Figure 1: Main results of the reported study.
figure 1

(a) PANAS scores before the game, in the half-time break, as well as in the immediate and delayed test. (b) Subjective recollection of the proportion that each team contributed to the game as a function of fandom. (c) Gaze coherence (NSS) across the first half-time for BVB fans (top)/FCB fans (bottom) calculated based on either the same fan group or opposing fan group as reference group. The figure shows the lowess smoother lines (smoother span: 0.001) of the raw NSS values in 40 ms steps. The overlap of both lines indicates that participants’ gaze was equally coherent with the same fan group and opposing fan group, thus indicating that fandom did not bias gaze behavior. (d) Participants’ performance and confidence ratings in the memory test. All error bars represent the standard error of the mean (SEM).

Table 1 Results of the PANAS subscales.

We expected fans’ retrospective judgments of the game to be biased towards their own team1,16. In the delayed test, we asked participants to indicate how much each team contributed to the game with regard to ball possession, tackles won, and scoring chances. Corroborating our hypothesis and replicating prior work1, FCB’s contribution to the game was rated higher by FCB fans as compared to BVB fans, t(49) = 2.89, p = 0.006, d = 0.83 (Fig. 1b).

[DESCRIPTION OF THE TASK]: Rewrite the study excerpt between "Figure 1: Main" and "the mean (SEM).", inclusive, replacing "fandom" with "team loyalty".

[RECORDS]:
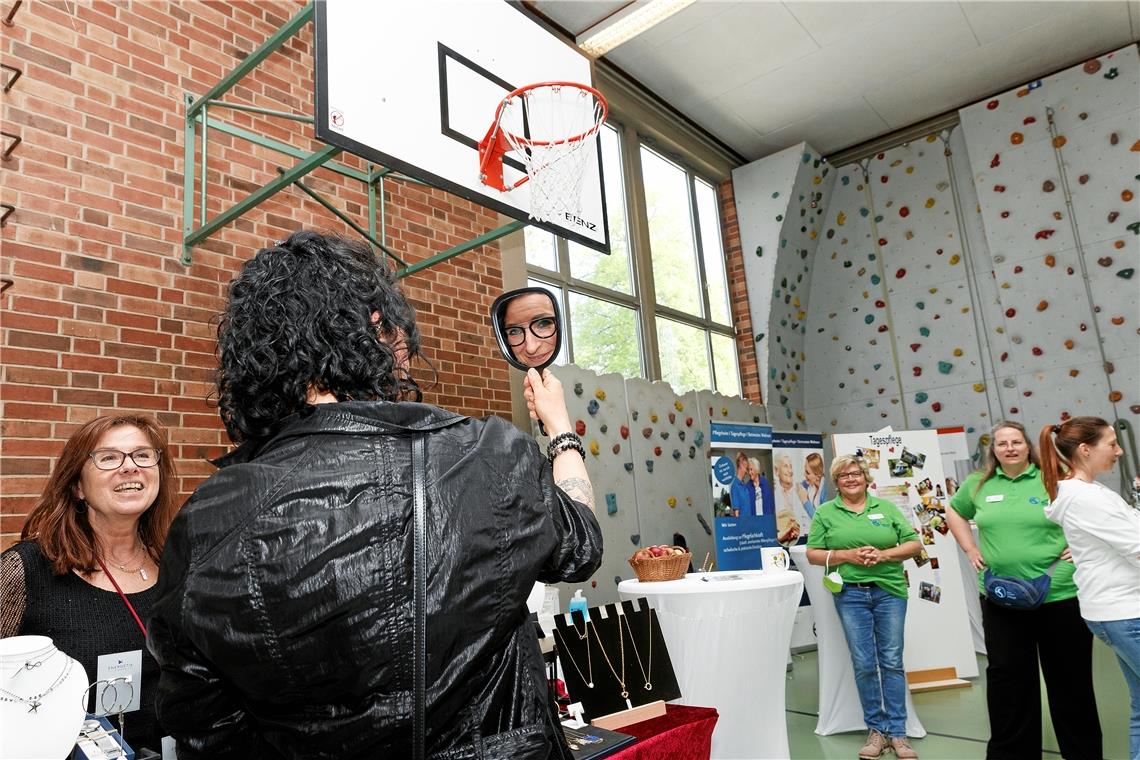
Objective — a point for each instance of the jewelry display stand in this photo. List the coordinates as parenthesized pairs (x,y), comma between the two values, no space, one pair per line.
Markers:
(616,663)
(41,708)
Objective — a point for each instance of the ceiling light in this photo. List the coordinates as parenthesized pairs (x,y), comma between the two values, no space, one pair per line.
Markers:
(626,24)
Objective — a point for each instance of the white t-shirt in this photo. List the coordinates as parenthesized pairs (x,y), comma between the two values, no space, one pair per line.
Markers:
(1104,534)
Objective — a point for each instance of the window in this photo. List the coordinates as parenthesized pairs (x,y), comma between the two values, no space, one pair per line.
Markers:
(680,260)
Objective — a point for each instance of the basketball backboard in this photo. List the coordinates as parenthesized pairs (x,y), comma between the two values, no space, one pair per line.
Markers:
(415,86)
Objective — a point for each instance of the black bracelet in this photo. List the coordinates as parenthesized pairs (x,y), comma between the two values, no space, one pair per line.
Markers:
(564,442)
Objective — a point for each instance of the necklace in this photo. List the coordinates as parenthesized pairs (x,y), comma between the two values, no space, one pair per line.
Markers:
(32,663)
(140,570)
(646,676)
(589,659)
(621,643)
(37,701)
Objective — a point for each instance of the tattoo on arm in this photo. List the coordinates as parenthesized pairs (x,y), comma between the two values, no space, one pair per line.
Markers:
(578,489)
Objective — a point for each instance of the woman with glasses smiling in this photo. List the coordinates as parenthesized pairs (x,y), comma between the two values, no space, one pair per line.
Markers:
(84,570)
(866,539)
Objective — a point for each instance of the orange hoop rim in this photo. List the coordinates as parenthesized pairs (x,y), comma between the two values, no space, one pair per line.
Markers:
(575,138)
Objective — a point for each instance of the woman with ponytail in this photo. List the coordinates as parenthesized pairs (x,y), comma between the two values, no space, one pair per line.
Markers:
(1104,534)
(1007,501)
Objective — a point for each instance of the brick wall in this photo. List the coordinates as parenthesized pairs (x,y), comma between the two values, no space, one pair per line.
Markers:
(103,316)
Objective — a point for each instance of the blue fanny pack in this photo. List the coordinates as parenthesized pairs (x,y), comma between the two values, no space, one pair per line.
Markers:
(1018,593)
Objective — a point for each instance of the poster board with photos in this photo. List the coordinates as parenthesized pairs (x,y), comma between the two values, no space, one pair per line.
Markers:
(908,471)
(621,642)
(746,520)
(797,498)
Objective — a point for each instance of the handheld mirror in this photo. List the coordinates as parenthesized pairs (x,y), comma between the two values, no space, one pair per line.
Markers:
(528,327)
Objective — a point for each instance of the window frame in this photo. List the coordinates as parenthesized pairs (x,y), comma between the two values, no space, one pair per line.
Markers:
(643,296)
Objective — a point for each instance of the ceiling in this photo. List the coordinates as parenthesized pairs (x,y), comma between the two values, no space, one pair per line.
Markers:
(764,75)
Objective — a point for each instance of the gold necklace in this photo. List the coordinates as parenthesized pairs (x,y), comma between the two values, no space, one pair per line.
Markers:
(621,643)
(589,660)
(646,676)
(140,570)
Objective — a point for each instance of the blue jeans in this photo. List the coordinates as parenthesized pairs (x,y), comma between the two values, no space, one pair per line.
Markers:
(1124,637)
(873,622)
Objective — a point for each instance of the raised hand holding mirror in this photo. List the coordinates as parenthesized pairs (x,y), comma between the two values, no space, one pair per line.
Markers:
(528,326)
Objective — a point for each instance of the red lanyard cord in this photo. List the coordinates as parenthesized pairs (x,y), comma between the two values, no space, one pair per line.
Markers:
(122,596)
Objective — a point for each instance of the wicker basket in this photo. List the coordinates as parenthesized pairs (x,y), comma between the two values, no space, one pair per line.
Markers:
(661,569)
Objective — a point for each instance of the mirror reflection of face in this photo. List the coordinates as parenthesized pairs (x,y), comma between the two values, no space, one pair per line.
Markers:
(531,328)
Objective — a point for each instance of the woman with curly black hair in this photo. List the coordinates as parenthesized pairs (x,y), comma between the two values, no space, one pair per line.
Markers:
(302,590)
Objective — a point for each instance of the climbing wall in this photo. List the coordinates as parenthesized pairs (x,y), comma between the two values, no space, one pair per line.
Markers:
(1056,164)
(780,206)
(670,466)
(597,409)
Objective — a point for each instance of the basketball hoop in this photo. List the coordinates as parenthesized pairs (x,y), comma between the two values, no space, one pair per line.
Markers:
(550,127)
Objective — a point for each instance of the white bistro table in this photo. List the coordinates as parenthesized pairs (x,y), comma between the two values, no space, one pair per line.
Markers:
(839,707)
(729,635)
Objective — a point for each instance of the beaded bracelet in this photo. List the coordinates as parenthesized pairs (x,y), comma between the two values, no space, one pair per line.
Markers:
(564,442)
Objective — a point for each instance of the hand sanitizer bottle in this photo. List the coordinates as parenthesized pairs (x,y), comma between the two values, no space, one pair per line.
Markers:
(578,602)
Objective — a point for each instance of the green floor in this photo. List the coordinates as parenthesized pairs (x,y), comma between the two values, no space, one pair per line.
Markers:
(955,719)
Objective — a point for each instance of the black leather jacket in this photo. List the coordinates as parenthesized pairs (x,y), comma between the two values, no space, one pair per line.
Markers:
(283,624)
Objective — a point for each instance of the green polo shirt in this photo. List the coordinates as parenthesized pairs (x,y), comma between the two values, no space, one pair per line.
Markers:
(880,524)
(1014,534)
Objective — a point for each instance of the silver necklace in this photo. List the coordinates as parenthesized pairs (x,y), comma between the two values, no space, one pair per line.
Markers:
(37,701)
(32,662)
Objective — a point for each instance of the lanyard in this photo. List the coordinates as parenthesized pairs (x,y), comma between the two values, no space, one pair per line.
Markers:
(122,596)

[FINISHED EXERCISE]:
Figure 1: Main results of the reported study.
figure 1

(a) PANAS scores before the game, in the half-time break, as well as in the immediate and delayed test. (b) Subjective recollection of the proportion that each team contributed to the game as a function of team loyalty. (c) Gaze coherence (NSS) across the first half-time for BVB fans (top)/FCB fans (bottom) calculated based on either the same fan group or opposing fan group as reference group. The figure shows the lowess smoother lines (smoother span: 0.001) of the raw NSS values in 40 ms steps. The overlap of both lines indicates that participants’ gaze was equally coherent with the same fan group and opposing fan group, thus indicating that team loyalty did not bias gaze behavior. (d) Participants’ performance and confidence ratings in the memory test. All error bars represent the standard error of the mean (SEM).